● **STATED TASK**
Extend the news report on Malaysian palm oil prices past its final paragraph.

## BEGIN SOURCE

Palm oil climbs to near 2-week high

09 Dec 2014 / 05:38 H.

    KUALA LUMPUR: Malaysian palm oil futures rose to their highest in nearly two-weeks yesterday after the ringgit currency plunged to a five-year low, making palm cheaper for overseas buyers, although the rout in crude could cap the rally.
    Malaysia's ringgit slid to its lowest since Sept 2009 yesterday, dropping as much as 0.9% to 3.5030 per dollar on worries that lower crude prices would hurt the Southeast Asian country's fiscal deficit.
    "The ringgit depreciation will likely negate weakness in crude oil futures and boost buying interest in the Bursa Malaysia Derivatives exchange today," said Lingam Supramaniam, director at Malaysian-based commodities firm Pelindung Bestari.
    He added that a break above 2,200 ringgit could drive benchmark prices to RM2,213-2,217, and any selling will likely find a support at RM2,159-2,164 levels.
    By the midday break, the benchmark February contract on the Bursa Malaysia Derivatives Exchange had inched up 1.3% to RM2,200 (US$628) per tonne, with prices earlier touching RM2,204, their highest since Nov 27.

## END SOURCE
## BEGIN DATA EXCERPT

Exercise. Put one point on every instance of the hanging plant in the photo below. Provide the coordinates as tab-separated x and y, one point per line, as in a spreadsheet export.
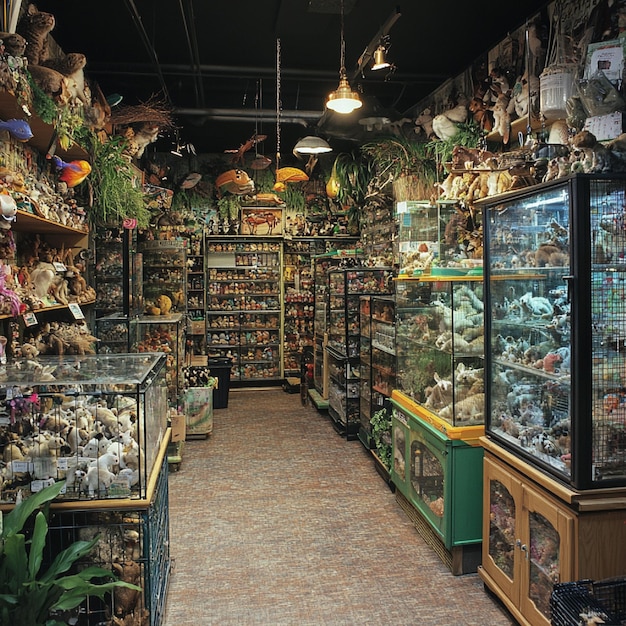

## END DATA EXCERPT

● **TASK ANSWER**
    Total traded volume stood at 14,160 lots of 25 tonnes, above the usual 12,500 lots.
    But palm's rise could be limited as crude prices took another beating on oversupply woes. Cheaper crude dents palm's demand as a biofuel feedstock.
    Oil prices fell more than a dollar at one stage on Monday after Morgan Stanley cut its forecast for Brent crude, approaching a five-year low hit early this month, and the market got little support from mixed Chinese trade data.
    On the domestic front, the Malaysian Palm Oil Association, a group of growers, estimates that November crude palm oil production in the No. 2 producer fell 5.8% from a month ago to around 1.78 million tonnes.
    The expected fall in output is slightly more than a Reuters poll of industry players and planters that pegged output to drop 4.9% to 1.8 million tonnes. The poll also sees Malaysian end-stocks at a 21-month high of 2.29 million tonnes.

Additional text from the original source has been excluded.